=== REQUIRED WORK ===
Using the listing below, set down exactly the lines starting at the line that contains "beefeater hat" and ending at the line that contains "man in grey suit", both included, and no others.

=== MATERIAL TO PROCESS ===
============

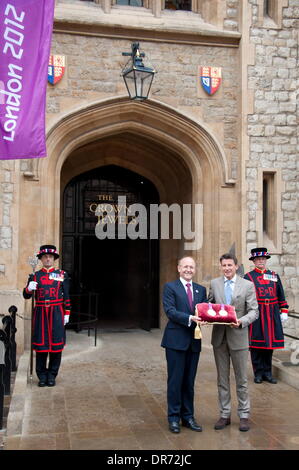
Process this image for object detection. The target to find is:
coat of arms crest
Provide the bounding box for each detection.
[200,66,222,95]
[48,55,65,85]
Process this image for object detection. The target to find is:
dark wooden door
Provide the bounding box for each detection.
[62,165,159,330]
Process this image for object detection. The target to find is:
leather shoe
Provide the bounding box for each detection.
[254,376,263,384]
[263,375,277,384]
[38,380,47,387]
[239,418,250,432]
[47,379,56,387]
[169,422,180,433]
[182,418,202,432]
[214,417,231,430]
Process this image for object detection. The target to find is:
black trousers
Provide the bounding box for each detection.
[36,351,62,381]
[166,346,200,423]
[250,348,273,378]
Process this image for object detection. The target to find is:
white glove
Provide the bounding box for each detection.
[281,312,288,324]
[28,281,38,292]
[64,315,70,326]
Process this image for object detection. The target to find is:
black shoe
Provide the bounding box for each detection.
[254,376,263,384]
[47,379,56,387]
[169,421,180,433]
[263,375,277,384]
[182,418,202,432]
[38,380,47,387]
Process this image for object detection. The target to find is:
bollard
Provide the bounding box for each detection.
[0,329,6,429]
[8,306,17,372]
[2,316,11,395]
[0,306,18,428]
[0,364,4,429]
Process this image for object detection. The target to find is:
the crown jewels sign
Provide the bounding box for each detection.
[48,55,65,85]
[200,66,222,95]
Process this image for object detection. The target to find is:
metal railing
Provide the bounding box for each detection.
[283,312,299,366]
[0,306,17,430]
[284,312,299,341]
[67,292,99,346]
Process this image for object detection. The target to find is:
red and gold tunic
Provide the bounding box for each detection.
[244,268,288,349]
[23,267,71,353]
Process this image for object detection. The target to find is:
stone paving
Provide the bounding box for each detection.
[3,328,299,451]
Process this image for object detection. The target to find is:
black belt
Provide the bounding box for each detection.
[36,299,64,308]
[258,298,277,305]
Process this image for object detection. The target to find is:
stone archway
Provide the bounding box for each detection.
[19,97,237,327]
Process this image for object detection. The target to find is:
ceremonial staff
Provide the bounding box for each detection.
[28,255,38,381]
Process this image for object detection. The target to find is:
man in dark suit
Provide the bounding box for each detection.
[161,256,207,434]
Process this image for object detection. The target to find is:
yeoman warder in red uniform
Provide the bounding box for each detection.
[244,248,288,384]
[23,245,71,387]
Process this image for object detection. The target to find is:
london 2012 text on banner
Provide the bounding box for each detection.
[0,1,55,160]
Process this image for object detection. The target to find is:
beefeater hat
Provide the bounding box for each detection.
[249,247,271,261]
[37,244,59,260]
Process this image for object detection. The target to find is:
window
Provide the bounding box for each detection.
[165,0,192,11]
[262,174,274,242]
[261,0,288,27]
[263,0,269,16]
[259,170,282,252]
[116,0,143,5]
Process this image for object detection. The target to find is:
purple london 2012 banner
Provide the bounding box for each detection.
[0,0,55,160]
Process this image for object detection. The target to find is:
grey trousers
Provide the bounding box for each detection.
[213,340,250,419]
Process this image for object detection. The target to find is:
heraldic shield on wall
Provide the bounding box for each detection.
[200,66,222,95]
[48,55,65,85]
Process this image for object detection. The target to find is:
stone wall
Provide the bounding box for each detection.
[246,0,299,343]
[224,0,240,31]
[47,34,239,175]
[0,160,14,252]
[0,0,241,281]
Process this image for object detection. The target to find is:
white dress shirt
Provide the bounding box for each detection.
[224,274,237,293]
[224,274,241,327]
[180,277,193,300]
[180,277,193,326]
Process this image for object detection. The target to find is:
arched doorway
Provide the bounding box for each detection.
[62,165,160,330]
[19,98,238,330]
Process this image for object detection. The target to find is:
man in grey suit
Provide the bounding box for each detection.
[206,253,259,432]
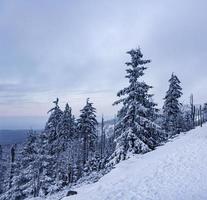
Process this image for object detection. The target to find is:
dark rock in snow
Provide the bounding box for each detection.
[66,190,78,196]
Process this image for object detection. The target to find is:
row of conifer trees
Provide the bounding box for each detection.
[1,47,207,200]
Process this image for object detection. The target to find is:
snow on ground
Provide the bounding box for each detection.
[63,125,207,200]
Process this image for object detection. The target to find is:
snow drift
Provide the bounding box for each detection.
[63,125,207,200]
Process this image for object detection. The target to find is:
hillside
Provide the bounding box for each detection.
[62,125,207,200]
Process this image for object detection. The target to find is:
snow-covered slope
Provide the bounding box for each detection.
[64,125,207,200]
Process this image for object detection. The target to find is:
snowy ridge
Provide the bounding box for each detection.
[63,125,207,200]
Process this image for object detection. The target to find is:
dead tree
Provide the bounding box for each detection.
[9,144,16,189]
[199,105,203,127]
[190,94,196,128]
[100,115,106,159]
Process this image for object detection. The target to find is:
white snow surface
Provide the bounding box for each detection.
[63,125,207,200]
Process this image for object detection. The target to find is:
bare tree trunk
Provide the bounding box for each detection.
[100,115,105,159]
[190,94,196,128]
[83,134,87,165]
[199,105,203,127]
[9,145,16,189]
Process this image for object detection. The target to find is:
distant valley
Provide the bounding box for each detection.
[0,130,41,145]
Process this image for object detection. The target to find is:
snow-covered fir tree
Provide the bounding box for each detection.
[39,98,64,195]
[179,103,196,132]
[57,103,76,151]
[56,103,77,186]
[182,109,194,132]
[1,145,23,200]
[77,98,98,166]
[44,98,63,143]
[37,134,57,196]
[16,133,36,197]
[16,132,40,198]
[1,132,41,200]
[110,48,163,165]
[163,73,183,136]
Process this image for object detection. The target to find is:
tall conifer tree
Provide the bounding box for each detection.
[110,48,163,164]
[77,98,98,165]
[163,73,183,136]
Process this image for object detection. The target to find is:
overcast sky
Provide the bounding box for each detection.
[0,0,207,129]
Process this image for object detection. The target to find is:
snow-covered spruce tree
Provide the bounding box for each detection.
[83,153,101,176]
[56,103,77,186]
[39,98,63,195]
[16,132,40,198]
[182,109,194,132]
[1,145,23,200]
[44,98,63,143]
[101,118,116,162]
[163,73,183,136]
[109,48,163,165]
[36,134,56,196]
[1,132,42,200]
[57,103,76,151]
[77,98,98,166]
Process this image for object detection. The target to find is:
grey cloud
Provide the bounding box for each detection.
[0,0,207,127]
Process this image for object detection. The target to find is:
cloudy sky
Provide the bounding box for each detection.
[0,0,207,129]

============

=== SOLUTION TO THIS TASK ===
beefeater hat
Provide the bounding box for each detection.
[249,247,271,261]
[37,244,59,260]
Process this image for object detection. The target to find is:
window
Provide the bounding box for each detection.
[165,0,192,11]
[262,174,274,242]
[261,0,288,27]
[263,0,269,16]
[259,170,282,252]
[116,0,143,5]
Process this image for object detection. The target to find is:
purple london 2012 banner
Provide the bounding box for each detection.
[0,0,55,160]
Process this image for object detection. The target to find is:
grey trousers
Provide the bounding box for each detection.
[213,340,250,419]
Process this image for object detection. The target to find is:
heraldic shield on wall
Provide the bounding box for each detection.
[200,66,222,95]
[48,55,65,85]
Process this image for object detection. The target to find is:
stone wall
Provide the bounding box for each detection.
[246,0,299,343]
[224,0,240,31]
[47,34,239,175]
[0,160,14,252]
[0,0,241,281]
Process this image for object detection. The target to find is:
white dress shirt
Provide the bounding box for each detection.
[224,274,237,293]
[224,274,241,327]
[180,277,193,300]
[180,277,193,326]
Process this image for object detection. The target to find is:
arched doorway
Provide the bounding box for each detection.
[62,165,160,330]
[19,98,238,330]
Process this image for object detection. The target to find is:
man in grey suit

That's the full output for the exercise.